AIM
Copy the lines below word for word, from the line with "of the yellow" through the last line, including both, and nothing else.
——————
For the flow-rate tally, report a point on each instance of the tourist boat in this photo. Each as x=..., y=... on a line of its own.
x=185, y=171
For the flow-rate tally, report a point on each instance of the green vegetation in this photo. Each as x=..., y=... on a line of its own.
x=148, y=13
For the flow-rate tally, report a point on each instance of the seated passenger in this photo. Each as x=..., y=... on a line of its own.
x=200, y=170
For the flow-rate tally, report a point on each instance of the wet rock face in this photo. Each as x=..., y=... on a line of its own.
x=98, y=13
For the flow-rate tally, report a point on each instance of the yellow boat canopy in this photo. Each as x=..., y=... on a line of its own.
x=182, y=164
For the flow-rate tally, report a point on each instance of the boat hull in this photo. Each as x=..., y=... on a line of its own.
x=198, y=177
——————
ANSWER TO THE PROBLEM
For the flow-rate tally, report a point on each instance of the yellow boat canopy in this photo. Each as x=..., y=... on a line of its own.
x=182, y=164
For the flow-rate tally, report a point on each instance of the boat hull in this photo. Each as x=..., y=... on a line of its own.
x=198, y=177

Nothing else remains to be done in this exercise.